- **What you need to do**:
Give a verbatim quotation of every record.

- **Material for this exercise**:
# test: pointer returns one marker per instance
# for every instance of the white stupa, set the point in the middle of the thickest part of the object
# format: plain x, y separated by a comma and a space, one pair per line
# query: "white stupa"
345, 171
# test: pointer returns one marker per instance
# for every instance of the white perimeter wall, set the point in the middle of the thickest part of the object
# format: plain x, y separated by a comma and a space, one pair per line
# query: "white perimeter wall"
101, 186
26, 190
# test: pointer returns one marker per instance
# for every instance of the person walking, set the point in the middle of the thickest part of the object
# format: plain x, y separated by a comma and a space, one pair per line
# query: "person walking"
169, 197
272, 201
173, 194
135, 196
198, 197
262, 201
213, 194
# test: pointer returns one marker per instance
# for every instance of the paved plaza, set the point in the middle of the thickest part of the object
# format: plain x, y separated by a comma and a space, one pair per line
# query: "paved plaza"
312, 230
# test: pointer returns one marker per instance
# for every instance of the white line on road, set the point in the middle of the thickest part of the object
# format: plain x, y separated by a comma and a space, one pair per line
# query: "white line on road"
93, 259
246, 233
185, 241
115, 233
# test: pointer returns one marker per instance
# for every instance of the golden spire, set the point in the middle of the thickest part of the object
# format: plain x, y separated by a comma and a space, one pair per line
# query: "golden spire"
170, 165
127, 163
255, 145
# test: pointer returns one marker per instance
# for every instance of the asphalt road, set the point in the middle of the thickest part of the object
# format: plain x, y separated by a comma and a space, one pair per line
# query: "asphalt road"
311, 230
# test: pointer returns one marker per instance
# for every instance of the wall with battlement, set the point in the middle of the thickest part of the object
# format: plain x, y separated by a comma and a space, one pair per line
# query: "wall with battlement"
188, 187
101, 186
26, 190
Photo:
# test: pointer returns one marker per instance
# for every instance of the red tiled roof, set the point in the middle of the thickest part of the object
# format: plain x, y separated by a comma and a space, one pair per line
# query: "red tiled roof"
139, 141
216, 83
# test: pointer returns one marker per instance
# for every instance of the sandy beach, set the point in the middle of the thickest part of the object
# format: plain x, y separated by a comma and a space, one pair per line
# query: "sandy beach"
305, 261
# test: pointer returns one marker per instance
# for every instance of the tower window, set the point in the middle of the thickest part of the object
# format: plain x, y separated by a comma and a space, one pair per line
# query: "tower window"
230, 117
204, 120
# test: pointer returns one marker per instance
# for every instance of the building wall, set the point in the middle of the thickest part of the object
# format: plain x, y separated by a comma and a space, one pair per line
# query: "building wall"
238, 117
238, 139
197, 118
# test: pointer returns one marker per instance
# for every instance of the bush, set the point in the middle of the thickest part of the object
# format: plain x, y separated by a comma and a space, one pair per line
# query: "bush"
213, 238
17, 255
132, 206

- **Task response**:
# test: pointer returns one marker per instance
# for every instance of the white stupa, set the point in the middle of the thickest part of the object
# format: plain x, y separated by a comma and a space, one pair per line
# query: "white stupa"
345, 171
# test: pointer returns one marker per instance
# for every instance of the white perimeter wall, set the point in the middle of the thickest part of the object
# format: plain x, y separated by a comma and a space, one pair per line
# query: "white perimeter wall"
101, 186
26, 190
# test: pointer returns one marker per instance
# for every instance of the person walking, set the point in the middle of the thickest part of the object
# format: plain x, y separated by a comma and a space, one pair per line
# query: "person walking"
169, 197
272, 201
173, 194
135, 196
198, 197
262, 201
213, 194
# test: pointer returns one marker per instance
# for every instance of the paved plaza, set the point in the middle of the thickest part of the object
# format: plain x, y separated by a comma and a space, one pair per line
# query: "paved plaza"
312, 230
# test: pointer returns one marker per instance
# for every instance of the white line on road, set the point in the middle of the thickest part of the object
# format: plain x, y separated by a comma and a space, one pair per line
# query: "white line on road"
93, 259
246, 233
185, 241
115, 233
# test: pointer returns one marker per instance
# for every instance of the golden spire, set the point in the middle of the thickest part of the object
# format: plain x, y separated by a comma and a space, one pair per line
# query: "golden spire"
170, 165
127, 163
255, 145
# test: pointer returns one marker per instance
# for every instance of the asphalt road, set the point in the middle of the thickest part of the object
# format: plain x, y separated by a comma and a space, one pair per line
# query: "asphalt road"
311, 230
# test: pointer returns one marker per instance
# for every instance of the wall with battlement, set the point in the middle of the thickest part of the object
# format: plain x, y separated by a comma and a space, one pair per line
# query: "wall with battlement"
188, 187
101, 186
26, 190
Photo:
# test: pointer returns one marker per instance
# for every instance of the red tiled roof, set the point in the middle of the thickest part of the object
# format: plain x, y separated by a comma and a space, one pair per line
# query: "red tiled roof"
139, 141
216, 83
# test: pointer returns one marker per instance
# for every instance of the sandy beach, set the point in the middle of the thickest part of the object
# format: plain x, y separated by a comma and a space, one pair per line
# query: "sandy beach"
305, 261
# test: pointer returns one marker per instance
# for every instance of the tower window, set the point in the middle of the thickest part of the object
# format: plain x, y separated by a comma and a space, one pair per line
# query: "tower window"
230, 117
204, 120
# test: pointer returns one marker per instance
# for every instance of the building wall, set the point in the middle of the thickest part of the object
# format: plain x, y separated by a comma and a space, one pair per line
# query: "building wall"
238, 117
238, 139
197, 118
# test: pointer returns one marker per instance
# for every instance of the bush, set the point in the middle of the thickest part of the object
# format: plain x, y separated by a comma and a space, one pair per line
# query: "bush"
213, 238
17, 255
132, 206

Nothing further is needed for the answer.